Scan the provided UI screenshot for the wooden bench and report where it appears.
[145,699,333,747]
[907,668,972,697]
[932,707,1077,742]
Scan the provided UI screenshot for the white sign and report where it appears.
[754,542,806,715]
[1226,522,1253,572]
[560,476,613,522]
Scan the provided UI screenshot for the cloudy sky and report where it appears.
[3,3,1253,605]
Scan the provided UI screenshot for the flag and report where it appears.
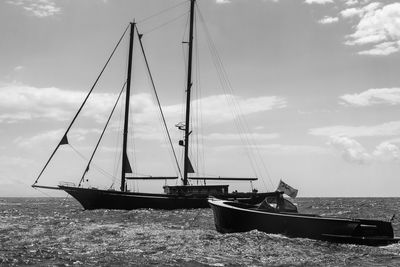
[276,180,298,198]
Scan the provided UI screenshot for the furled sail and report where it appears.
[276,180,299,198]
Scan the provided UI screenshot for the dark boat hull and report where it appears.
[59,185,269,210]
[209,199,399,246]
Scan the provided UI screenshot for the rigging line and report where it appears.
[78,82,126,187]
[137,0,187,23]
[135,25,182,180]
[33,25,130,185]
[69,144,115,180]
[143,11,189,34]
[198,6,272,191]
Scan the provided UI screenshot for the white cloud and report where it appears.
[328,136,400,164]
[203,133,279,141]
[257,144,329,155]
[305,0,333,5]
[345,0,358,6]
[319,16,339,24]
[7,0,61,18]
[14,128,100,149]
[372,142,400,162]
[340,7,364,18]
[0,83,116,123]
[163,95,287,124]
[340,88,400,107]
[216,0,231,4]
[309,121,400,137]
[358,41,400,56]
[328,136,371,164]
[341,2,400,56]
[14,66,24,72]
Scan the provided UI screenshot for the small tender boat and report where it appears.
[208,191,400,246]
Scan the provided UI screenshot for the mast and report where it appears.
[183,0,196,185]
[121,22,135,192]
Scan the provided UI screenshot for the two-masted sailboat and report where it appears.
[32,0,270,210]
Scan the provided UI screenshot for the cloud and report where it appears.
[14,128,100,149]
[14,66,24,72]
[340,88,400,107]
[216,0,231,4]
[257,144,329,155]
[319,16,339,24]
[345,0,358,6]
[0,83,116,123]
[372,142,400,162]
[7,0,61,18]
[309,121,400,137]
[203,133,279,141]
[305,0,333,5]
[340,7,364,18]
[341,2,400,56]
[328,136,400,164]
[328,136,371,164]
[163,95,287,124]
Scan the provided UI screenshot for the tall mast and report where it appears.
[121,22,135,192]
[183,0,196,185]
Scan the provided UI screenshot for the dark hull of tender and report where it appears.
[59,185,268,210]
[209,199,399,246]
...
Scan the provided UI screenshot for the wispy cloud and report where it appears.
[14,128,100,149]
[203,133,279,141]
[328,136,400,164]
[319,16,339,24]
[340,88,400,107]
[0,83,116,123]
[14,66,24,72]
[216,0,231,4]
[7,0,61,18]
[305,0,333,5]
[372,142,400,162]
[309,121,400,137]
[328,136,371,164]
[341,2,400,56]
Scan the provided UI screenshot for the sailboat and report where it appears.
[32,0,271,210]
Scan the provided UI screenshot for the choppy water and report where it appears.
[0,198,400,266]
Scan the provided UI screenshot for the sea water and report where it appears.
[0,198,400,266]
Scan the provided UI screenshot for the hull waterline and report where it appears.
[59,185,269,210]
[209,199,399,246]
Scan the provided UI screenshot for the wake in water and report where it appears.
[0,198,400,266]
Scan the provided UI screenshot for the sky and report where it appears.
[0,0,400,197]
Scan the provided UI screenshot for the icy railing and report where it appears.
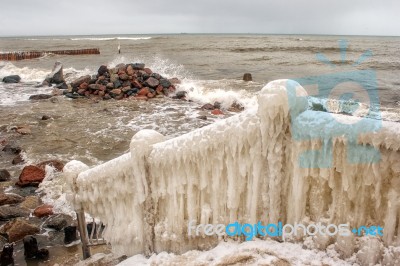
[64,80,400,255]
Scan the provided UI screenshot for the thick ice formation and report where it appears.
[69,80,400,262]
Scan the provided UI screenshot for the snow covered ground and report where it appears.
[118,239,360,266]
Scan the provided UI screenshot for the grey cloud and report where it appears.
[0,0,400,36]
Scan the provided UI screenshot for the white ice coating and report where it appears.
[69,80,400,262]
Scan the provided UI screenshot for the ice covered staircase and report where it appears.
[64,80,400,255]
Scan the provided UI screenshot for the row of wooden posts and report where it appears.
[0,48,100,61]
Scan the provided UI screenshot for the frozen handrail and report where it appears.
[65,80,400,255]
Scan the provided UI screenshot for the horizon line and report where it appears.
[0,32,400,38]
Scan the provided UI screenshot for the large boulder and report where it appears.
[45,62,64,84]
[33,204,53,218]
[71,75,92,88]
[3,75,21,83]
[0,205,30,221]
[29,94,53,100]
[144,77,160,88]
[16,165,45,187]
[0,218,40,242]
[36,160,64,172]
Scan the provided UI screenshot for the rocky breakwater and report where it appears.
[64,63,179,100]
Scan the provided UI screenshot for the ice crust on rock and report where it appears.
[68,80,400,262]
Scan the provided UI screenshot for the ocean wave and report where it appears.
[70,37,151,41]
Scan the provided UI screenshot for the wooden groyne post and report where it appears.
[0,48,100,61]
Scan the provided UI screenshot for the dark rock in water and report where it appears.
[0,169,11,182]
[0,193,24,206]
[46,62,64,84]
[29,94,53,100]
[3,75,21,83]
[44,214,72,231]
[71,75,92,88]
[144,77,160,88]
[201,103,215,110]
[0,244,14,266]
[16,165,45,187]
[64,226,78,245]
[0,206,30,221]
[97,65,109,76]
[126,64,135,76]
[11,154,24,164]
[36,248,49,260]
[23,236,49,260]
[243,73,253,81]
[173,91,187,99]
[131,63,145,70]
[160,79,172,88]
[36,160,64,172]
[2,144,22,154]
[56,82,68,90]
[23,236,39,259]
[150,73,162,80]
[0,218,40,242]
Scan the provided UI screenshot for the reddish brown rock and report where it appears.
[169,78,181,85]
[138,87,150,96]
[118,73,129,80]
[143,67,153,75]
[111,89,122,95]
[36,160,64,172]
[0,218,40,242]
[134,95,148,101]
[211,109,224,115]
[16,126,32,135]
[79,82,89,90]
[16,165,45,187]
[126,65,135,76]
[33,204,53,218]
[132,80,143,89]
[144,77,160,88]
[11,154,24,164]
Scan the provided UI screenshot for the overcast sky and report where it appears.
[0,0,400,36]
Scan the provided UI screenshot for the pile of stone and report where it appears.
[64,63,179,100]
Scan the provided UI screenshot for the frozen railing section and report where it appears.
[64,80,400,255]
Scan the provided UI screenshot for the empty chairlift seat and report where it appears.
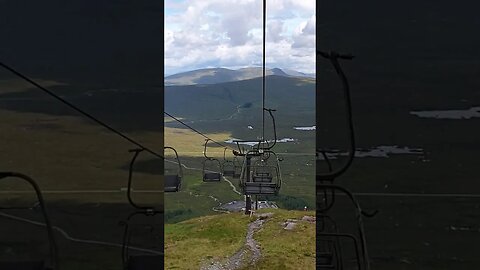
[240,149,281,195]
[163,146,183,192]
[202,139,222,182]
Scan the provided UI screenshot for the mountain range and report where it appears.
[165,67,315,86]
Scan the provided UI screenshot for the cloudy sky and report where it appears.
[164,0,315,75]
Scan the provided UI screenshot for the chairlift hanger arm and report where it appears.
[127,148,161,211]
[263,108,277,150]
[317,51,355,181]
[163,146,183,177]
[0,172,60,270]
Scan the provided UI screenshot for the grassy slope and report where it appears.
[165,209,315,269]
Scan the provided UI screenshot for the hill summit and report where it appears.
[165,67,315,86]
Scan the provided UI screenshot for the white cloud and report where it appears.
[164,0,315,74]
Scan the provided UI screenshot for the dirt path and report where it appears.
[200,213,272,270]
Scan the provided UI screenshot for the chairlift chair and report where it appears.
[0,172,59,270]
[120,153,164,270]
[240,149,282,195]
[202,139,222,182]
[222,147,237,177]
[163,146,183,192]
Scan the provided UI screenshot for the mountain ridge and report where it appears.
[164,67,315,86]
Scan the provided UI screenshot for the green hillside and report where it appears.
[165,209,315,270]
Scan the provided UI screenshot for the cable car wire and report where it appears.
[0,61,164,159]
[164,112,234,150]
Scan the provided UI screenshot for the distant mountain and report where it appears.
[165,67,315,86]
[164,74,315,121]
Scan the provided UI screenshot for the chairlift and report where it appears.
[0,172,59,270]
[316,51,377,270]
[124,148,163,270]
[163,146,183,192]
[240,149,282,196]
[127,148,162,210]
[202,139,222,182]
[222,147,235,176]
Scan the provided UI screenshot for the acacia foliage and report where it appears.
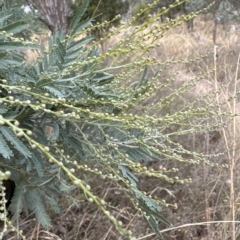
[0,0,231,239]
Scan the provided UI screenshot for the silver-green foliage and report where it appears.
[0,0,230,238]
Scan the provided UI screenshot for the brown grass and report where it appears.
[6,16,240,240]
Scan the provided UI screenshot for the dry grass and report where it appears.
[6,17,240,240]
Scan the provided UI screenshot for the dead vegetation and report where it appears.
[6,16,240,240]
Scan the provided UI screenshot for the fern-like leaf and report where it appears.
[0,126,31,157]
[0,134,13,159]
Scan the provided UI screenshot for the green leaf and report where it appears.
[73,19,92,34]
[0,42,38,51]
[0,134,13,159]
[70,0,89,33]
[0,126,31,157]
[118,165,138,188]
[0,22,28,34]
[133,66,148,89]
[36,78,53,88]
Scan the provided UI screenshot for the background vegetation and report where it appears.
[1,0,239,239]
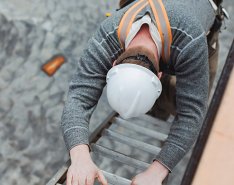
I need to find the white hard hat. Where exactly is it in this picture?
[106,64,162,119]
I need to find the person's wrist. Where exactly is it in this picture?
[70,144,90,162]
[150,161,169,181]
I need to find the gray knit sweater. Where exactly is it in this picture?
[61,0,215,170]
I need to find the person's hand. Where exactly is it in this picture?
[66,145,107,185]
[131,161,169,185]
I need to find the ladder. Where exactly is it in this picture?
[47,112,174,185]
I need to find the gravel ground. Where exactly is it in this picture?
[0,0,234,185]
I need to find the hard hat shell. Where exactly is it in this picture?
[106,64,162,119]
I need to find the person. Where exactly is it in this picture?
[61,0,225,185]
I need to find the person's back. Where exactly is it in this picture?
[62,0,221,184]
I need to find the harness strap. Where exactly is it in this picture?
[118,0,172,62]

### Task to complete
Print the items above word for word, starting at the line that contains "Scan the provided UI screenshot for the dirt" and ending at the line that contains "[164,67,315,86]", with both of those lines included.

### Exercise result
Scan the provided UI screenshot for the dirt path and report where it appears.
[200,213,272,270]
Scan the provided UI screenshot for the chairlift chair and report where it appears.
[0,172,59,270]
[120,153,164,270]
[240,149,282,195]
[202,139,222,182]
[222,147,237,177]
[163,146,183,192]
Scan the provided UI screenshot for the mountain ridge and report where it appears.
[164,67,315,86]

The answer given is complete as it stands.